In the text on Gillian Murphy's final performance, at what age did she join the corps de ballet at American Ballet Theatre?

PROVIDED TEXT:
begin

Nine days before her final performance with the American Ballet Theatre, Gillian Murphy is struck by a realization.
“I’ve never done retirement bows before,” she says to Amanda McKerrow, the company’s director of repertoire and a former principal dancer, after a rehearsal.
Until last Friday, Murphy, 46, was ABT’s longest-standing member. In her 29 years at the company—23 of them as a principal dancer—she conquered every leading lady one can imagine: Kitri, Giselle, Aurora, Juliet, Swanilda, the Sugar Plum Fairy. But Murphy is most famous for her dual role as the gentle Odette and beguiling Odile in Swan Lake, the work that she chose to end her career with. Far from an easy victory lap, the ballet is notorious for its demanding choreography, including a series of 32 rapid-fire fouetté turns in the Black Swan’s grand pas de deux. When Murphy performed them on Friday, the crowd at the Metropolitan Opera House let out a roar, leaping to their feet.
Murphy was a 12-year-old living in South Carolina when she performed the Black Swan pas de deux for the first time (something she acknowledges was “a very strange choice for a young child”). “I didn’t really know about turnout, I didn’t know about port de bras, I wasn’t fully aware of whether I was pointing my feet or not,” she recalls. Still, she had never felt so invigorated. “I was just living my best life, feeling so exhilarated to be onstage and doing this thing that I absolutely loved. I remember feeling like it couldn’t get better than that.” Not long after, she was off to high school at the University of North Carolina School of the Arts; then along came ABT, where she joined the corps de ballet at the age of 17.

end

PROVIDED MATERIAL:
begin

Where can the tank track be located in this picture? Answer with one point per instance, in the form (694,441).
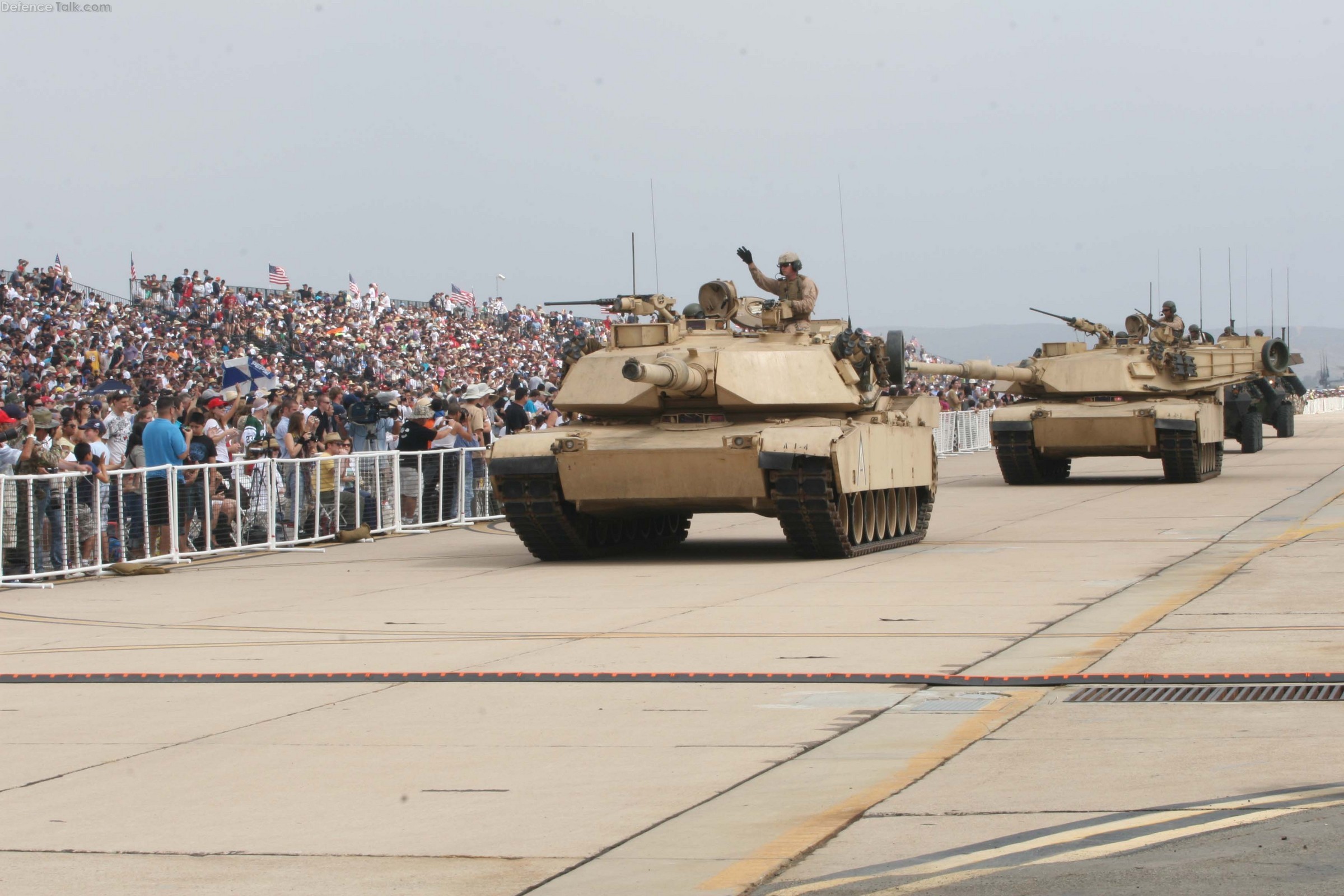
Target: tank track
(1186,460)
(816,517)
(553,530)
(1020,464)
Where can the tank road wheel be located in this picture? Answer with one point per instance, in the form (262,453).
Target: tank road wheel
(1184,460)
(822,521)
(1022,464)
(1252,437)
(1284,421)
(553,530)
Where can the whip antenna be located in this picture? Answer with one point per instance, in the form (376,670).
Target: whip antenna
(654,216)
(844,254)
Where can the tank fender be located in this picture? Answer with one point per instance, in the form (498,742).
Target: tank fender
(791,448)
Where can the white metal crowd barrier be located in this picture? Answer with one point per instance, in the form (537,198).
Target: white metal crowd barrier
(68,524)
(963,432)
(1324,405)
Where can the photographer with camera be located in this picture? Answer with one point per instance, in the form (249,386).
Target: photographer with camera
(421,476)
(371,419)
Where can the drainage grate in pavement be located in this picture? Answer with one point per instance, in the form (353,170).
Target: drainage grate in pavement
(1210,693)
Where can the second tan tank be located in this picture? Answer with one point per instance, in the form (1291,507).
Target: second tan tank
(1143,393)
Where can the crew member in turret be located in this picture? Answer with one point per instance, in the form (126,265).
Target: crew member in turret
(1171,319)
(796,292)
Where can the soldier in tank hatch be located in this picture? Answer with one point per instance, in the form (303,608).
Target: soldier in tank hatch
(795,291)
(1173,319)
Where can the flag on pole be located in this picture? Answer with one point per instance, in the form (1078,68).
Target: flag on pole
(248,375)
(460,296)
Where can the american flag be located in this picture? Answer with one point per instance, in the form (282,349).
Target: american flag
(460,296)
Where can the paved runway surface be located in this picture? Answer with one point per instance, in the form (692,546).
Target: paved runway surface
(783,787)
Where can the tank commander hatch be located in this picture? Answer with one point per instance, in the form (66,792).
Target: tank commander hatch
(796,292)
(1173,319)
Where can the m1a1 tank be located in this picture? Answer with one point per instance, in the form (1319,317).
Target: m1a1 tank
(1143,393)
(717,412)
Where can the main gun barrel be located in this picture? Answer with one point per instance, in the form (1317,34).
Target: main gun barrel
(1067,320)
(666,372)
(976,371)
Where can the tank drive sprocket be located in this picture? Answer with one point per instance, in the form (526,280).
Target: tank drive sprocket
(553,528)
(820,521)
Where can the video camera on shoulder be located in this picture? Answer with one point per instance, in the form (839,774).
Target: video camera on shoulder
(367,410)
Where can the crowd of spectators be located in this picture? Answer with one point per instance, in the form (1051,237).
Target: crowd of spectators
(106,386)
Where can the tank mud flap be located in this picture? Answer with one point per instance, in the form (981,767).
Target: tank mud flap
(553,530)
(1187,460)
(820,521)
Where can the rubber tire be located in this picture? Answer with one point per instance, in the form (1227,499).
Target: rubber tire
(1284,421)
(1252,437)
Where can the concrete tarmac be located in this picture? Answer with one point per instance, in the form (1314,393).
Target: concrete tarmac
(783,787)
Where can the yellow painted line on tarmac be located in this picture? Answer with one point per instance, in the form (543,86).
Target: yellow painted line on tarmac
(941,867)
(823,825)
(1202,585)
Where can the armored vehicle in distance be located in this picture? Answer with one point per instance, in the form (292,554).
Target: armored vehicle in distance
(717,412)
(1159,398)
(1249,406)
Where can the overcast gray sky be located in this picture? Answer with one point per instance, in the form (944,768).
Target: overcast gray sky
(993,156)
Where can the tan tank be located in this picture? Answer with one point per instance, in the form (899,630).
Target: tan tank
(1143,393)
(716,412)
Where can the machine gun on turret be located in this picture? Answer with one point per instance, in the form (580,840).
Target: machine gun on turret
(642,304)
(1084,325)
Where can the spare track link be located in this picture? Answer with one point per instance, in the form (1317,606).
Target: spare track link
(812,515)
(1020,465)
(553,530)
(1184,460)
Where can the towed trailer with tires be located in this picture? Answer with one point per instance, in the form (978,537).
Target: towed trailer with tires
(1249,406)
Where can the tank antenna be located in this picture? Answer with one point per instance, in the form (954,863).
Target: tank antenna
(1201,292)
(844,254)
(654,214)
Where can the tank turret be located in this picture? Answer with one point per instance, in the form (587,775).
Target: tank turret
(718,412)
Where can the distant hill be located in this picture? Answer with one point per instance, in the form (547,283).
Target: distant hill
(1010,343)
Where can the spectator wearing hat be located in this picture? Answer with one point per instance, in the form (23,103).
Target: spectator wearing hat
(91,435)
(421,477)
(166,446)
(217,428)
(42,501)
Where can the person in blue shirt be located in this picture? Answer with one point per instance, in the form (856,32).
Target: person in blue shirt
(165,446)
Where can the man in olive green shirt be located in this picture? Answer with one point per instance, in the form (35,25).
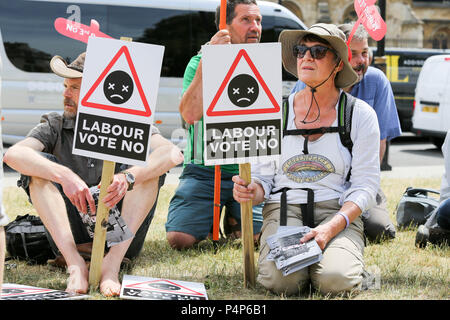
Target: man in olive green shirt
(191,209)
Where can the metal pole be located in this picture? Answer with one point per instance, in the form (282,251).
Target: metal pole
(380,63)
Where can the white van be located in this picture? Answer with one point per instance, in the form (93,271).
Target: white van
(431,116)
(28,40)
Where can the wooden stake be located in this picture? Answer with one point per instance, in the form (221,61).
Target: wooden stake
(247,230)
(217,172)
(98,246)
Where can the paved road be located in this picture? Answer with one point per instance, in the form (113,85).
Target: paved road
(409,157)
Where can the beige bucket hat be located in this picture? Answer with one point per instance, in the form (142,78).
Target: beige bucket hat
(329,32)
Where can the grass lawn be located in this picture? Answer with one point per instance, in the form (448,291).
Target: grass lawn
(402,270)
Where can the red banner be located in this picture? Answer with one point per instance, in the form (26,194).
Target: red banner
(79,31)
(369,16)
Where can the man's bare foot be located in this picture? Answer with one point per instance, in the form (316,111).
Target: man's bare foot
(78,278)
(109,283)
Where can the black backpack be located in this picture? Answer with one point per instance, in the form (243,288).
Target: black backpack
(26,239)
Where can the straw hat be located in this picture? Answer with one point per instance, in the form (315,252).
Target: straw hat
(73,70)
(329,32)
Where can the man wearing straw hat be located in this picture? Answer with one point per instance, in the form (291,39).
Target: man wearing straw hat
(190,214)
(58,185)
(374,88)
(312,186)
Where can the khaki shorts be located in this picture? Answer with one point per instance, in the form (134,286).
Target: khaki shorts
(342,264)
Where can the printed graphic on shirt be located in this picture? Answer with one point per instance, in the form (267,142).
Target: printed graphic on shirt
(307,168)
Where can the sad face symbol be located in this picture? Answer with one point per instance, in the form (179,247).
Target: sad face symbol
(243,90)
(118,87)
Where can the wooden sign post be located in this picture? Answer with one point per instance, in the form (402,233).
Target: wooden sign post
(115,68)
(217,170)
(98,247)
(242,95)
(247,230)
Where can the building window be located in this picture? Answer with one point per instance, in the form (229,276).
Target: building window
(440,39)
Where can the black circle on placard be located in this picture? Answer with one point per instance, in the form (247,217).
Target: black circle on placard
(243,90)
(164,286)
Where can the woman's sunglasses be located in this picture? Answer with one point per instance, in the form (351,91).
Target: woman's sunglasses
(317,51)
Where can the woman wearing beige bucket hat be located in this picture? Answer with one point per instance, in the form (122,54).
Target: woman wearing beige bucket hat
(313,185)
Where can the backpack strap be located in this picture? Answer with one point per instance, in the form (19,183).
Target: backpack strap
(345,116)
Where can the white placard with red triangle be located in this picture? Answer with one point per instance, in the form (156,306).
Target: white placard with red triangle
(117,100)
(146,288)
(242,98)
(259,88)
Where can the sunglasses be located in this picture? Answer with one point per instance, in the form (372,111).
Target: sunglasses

end

WRITTEN ANSWER:
At 17.